Stored data entries:
<<<<

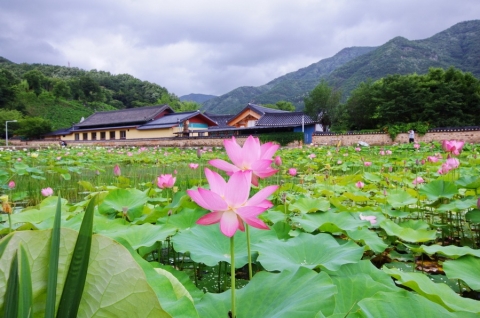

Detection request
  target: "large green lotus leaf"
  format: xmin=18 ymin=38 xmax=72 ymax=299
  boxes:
xmin=195 ymin=268 xmax=337 ymax=318
xmin=398 ymin=219 xmax=431 ymax=230
xmin=380 ymin=219 xmax=436 ymax=242
xmin=437 ymin=197 xmax=477 ymax=212
xmin=254 ymin=232 xmax=363 ymax=272
xmin=327 ymin=260 xmax=397 ymax=288
xmin=387 ymin=189 xmax=417 ymax=208
xmin=363 ymin=172 xmax=382 ymax=183
xmin=465 ymin=209 xmax=480 ymax=223
xmin=383 ymin=267 xmax=480 ymax=313
xmin=172 ymin=225 xmax=276 ymax=267
xmin=157 ymin=207 xmax=206 ymax=230
xmin=155 ymin=264 xmax=204 ymax=302
xmin=357 ymin=290 xmax=478 ymax=318
xmin=114 ymin=237 xmax=199 ymax=318
xmin=342 ymin=192 xmax=369 ymax=203
xmin=455 ymin=175 xmax=480 ymax=189
xmin=7 ymin=196 xmax=69 ymax=225
xmin=291 ymin=211 xmax=362 ymax=233
xmin=0 ymin=229 xmax=170 ymax=317
xmin=289 ymin=196 xmax=330 ymax=213
xmin=263 ymin=209 xmax=288 ymax=224
xmin=346 ymin=228 xmax=388 ymax=253
xmin=406 ymin=244 xmax=480 ymax=259
xmin=98 ymin=188 xmax=148 ymax=220
xmin=419 ymin=180 xmax=458 ymax=201
xmin=331 ymin=274 xmax=399 ymax=316
xmin=96 ymin=222 xmax=177 ymax=250
xmin=443 ymin=256 xmax=480 ymax=291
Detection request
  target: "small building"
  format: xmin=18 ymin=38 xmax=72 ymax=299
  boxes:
xmin=207 ymin=103 xmax=317 ymax=143
xmin=59 ymin=105 xmax=218 ymax=142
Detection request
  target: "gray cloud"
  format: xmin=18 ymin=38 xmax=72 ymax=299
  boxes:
xmin=1 ymin=0 xmax=479 ymax=96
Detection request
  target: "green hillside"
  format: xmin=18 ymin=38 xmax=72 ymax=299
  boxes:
xmin=0 ymin=60 xmax=183 ymax=130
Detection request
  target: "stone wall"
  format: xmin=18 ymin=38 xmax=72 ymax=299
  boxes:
xmin=8 ymin=128 xmax=480 ymax=149
xmin=313 ymin=128 xmax=480 ymax=146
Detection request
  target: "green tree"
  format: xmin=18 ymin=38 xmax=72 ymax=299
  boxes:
xmin=23 ymin=69 xmax=45 ymax=96
xmin=344 ymin=80 xmax=380 ymax=130
xmin=275 ymin=101 xmax=295 ymax=111
xmin=15 ymin=117 xmax=52 ymax=139
xmin=52 ymin=80 xmax=72 ymax=99
xmin=304 ymin=80 xmax=341 ymax=128
xmin=0 ymin=70 xmax=19 ymax=108
xmin=0 ymin=110 xmax=23 ymax=138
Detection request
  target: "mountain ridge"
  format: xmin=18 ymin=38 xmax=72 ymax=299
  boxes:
xmin=201 ymin=20 xmax=480 ymax=114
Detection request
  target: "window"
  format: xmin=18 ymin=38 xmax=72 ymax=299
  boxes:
xmin=247 ymin=120 xmax=257 ymax=127
xmin=82 ymin=133 xmax=88 ymax=140
xmin=75 ymin=133 xmax=79 ymax=141
xmin=120 ymin=131 xmax=126 ymax=139
xmin=110 ymin=131 xmax=115 ymax=140
xmin=91 ymin=132 xmax=97 ymax=140
xmin=100 ymin=132 xmax=106 ymax=140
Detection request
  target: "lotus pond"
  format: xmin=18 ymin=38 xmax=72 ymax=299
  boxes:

>>>>

Task prompt: If a line contains the string "target", it counts toward the total; state that total for the records above and nothing more.

Task solution: 9